#### Problem details
Each line of the listing that contains "engine" should be found and copied.

#### Records for this exercise
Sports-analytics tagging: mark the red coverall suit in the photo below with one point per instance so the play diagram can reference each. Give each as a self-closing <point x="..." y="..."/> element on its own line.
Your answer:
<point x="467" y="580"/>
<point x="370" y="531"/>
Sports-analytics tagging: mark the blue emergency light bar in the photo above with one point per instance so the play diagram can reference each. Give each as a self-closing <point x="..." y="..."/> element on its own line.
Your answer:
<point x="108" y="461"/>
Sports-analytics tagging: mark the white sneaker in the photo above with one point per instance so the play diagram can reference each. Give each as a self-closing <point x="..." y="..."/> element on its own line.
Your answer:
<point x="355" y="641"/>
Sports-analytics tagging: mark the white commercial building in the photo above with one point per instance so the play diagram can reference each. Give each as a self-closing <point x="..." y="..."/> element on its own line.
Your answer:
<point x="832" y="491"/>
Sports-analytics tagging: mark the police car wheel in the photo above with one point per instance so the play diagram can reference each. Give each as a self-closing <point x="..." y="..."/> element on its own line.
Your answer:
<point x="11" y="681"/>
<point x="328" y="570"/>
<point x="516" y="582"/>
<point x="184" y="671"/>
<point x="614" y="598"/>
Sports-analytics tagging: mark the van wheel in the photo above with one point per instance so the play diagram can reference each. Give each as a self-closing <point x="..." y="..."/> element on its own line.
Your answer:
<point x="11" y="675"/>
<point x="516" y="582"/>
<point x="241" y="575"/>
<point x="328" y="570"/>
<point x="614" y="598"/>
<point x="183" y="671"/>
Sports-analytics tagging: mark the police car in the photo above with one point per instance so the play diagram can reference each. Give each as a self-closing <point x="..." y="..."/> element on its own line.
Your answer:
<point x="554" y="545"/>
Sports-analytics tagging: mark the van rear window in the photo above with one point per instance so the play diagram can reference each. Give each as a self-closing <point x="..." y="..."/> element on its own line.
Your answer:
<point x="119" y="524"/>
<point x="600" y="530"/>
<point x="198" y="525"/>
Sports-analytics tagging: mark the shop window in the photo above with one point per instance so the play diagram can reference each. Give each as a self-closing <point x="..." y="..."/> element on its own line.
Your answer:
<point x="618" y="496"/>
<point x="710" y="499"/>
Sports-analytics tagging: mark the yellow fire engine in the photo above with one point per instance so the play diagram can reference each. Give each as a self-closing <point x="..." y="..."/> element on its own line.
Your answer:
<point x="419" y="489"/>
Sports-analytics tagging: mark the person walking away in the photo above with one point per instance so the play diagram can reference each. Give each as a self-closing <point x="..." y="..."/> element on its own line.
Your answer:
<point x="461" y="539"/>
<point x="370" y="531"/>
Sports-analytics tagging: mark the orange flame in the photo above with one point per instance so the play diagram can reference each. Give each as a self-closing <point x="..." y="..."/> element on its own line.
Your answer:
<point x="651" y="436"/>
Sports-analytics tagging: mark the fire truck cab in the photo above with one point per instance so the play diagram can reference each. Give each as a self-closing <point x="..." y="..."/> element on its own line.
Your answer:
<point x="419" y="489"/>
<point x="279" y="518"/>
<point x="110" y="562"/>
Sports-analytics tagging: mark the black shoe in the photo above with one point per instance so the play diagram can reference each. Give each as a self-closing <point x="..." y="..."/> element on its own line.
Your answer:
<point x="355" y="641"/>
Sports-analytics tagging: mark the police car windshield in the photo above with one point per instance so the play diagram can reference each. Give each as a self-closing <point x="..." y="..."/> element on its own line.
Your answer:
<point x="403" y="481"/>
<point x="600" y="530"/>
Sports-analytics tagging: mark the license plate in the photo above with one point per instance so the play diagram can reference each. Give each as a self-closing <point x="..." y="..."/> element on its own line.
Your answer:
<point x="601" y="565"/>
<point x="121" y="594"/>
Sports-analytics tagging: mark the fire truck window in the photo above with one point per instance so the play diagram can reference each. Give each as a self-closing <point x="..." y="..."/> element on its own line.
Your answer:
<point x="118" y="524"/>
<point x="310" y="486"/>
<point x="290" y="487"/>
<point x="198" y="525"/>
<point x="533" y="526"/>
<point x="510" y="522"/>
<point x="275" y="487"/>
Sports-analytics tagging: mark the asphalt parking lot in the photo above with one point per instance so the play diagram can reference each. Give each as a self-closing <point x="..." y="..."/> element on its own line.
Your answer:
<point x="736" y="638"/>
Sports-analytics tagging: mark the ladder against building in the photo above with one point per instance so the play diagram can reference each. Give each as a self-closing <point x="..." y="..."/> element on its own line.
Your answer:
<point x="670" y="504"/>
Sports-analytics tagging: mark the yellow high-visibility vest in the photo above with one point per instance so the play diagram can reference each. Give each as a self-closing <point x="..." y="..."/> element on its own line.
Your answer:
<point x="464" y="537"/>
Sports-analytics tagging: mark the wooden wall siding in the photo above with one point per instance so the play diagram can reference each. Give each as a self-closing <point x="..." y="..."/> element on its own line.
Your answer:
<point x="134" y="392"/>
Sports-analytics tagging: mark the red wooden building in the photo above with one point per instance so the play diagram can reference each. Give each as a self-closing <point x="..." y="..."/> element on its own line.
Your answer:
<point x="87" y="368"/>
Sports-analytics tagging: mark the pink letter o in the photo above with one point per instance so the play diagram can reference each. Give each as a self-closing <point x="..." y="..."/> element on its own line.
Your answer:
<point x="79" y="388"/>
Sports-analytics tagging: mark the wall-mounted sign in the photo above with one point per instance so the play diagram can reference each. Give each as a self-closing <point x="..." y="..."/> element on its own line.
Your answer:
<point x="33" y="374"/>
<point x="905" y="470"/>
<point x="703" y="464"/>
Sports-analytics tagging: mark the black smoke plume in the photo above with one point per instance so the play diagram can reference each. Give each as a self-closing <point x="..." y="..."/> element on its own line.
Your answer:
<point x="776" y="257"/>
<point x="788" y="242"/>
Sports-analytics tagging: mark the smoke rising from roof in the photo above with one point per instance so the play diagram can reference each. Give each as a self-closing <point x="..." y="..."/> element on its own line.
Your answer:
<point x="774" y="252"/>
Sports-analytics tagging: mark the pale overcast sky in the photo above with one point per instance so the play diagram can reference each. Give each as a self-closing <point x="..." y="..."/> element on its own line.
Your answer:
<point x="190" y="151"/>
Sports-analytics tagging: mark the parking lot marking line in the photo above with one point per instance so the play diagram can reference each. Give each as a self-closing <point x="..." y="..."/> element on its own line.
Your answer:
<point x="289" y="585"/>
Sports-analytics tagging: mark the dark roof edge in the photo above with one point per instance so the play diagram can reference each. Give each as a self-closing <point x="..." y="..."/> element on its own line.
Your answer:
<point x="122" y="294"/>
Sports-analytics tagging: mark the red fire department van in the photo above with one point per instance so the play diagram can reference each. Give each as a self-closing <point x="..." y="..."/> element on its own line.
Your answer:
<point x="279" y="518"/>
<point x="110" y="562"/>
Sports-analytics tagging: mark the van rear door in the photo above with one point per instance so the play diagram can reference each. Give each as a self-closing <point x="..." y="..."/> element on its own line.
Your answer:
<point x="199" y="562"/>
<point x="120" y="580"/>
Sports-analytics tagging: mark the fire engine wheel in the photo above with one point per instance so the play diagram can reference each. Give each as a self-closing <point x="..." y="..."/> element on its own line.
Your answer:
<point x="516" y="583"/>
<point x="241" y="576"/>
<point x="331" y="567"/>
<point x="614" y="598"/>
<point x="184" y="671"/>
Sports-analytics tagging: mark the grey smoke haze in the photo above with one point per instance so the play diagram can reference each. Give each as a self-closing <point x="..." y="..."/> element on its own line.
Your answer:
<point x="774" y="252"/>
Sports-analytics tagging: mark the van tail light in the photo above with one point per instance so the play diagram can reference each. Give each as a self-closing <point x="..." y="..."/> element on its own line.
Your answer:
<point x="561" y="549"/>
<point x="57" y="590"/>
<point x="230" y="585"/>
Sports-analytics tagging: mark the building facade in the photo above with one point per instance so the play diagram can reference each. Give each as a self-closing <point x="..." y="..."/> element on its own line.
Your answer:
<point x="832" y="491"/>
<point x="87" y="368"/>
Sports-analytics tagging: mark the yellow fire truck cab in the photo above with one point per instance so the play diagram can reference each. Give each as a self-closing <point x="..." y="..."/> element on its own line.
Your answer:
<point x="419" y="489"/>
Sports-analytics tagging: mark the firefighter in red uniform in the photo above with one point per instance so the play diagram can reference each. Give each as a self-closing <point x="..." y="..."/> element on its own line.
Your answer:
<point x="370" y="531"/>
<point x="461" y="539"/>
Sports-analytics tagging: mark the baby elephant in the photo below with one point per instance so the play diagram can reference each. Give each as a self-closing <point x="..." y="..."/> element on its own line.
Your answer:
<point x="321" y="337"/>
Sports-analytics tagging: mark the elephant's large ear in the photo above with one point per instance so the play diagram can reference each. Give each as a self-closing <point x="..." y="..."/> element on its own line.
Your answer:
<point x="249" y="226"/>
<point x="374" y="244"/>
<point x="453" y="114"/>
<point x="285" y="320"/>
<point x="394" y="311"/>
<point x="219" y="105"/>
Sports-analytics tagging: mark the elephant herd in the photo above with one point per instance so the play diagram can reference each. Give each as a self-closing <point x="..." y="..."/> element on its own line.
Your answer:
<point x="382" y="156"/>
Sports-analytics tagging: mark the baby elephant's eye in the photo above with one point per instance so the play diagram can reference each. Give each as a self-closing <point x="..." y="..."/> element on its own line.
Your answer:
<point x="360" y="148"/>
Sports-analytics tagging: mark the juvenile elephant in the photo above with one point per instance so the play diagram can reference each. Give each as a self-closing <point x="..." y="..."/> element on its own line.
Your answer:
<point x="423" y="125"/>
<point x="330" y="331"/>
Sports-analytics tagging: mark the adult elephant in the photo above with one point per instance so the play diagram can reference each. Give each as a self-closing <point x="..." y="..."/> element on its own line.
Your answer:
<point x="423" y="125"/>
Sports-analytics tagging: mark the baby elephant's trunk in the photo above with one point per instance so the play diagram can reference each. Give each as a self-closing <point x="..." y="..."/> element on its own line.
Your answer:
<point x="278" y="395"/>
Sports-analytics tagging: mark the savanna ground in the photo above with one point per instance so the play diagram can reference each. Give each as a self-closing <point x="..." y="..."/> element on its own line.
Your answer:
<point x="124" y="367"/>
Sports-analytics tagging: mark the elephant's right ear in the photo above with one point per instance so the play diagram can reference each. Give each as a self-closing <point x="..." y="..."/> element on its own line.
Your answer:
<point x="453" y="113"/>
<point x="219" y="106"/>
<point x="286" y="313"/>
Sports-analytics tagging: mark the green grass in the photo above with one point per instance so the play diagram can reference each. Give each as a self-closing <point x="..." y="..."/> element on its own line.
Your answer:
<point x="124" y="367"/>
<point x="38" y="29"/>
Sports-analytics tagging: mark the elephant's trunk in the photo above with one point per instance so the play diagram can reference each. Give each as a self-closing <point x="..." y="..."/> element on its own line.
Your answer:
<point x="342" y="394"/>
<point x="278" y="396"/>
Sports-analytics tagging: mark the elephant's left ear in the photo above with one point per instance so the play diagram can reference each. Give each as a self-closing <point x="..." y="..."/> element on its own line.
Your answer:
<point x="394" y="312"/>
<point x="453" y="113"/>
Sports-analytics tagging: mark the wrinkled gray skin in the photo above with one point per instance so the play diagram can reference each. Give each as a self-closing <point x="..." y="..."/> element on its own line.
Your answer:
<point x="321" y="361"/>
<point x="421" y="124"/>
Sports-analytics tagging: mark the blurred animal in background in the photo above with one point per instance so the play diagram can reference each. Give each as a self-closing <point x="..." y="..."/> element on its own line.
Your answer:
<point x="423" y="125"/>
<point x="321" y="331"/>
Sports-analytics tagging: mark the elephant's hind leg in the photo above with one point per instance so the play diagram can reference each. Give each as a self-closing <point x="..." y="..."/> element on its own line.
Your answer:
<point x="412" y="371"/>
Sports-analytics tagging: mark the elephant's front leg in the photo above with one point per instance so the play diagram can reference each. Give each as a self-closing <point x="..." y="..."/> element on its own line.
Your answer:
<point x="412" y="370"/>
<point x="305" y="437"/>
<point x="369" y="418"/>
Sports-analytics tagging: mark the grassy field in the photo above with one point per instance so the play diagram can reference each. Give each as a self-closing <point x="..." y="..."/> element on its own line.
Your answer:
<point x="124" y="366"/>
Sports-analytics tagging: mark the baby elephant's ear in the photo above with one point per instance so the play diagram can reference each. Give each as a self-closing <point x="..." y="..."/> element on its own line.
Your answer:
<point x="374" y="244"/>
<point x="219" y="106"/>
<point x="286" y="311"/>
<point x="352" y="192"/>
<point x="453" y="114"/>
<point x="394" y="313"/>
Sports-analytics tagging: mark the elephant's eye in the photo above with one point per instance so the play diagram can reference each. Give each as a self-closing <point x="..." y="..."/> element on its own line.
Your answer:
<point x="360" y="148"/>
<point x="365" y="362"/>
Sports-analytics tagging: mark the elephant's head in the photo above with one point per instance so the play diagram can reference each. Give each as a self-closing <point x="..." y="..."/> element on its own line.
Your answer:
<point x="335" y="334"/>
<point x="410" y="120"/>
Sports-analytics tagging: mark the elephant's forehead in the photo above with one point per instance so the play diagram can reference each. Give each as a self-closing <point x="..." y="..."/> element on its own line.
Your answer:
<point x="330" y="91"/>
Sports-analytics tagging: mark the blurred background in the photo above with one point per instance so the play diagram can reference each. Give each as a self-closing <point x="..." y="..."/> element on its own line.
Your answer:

#### Response area
Sports-analytics tagging: mark the yellow fire engine in the photo above with one point per instance so the play diagram can reference each. Give each as a self-closing <point x="..." y="..."/> element on its own line.
Sports-analytics tagging: mark the fire engine wheel in the photo above with one point per instance so the play diagram can reference each. Give each as a self-closing <point x="..." y="..."/> element on its own line.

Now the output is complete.